Please repeat every entry exactly as given, apart from dropping the images.

• • • • • • •

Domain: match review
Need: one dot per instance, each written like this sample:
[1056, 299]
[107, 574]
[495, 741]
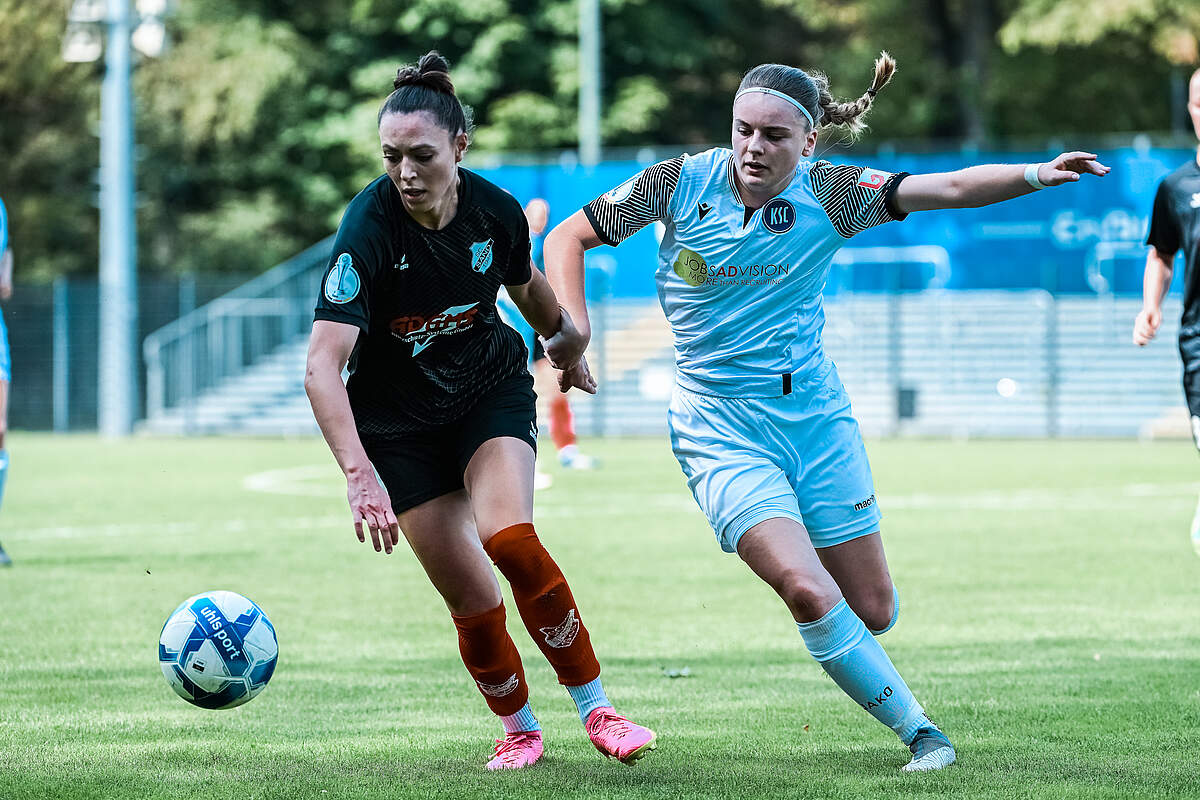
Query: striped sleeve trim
[856, 198]
[642, 199]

• • • • • • •

### Response to the task:
Domain: match review
Need: one dot per instance, each written like this sample:
[1056, 299]
[107, 574]
[495, 741]
Query: striped sleeve trim
[856, 198]
[642, 199]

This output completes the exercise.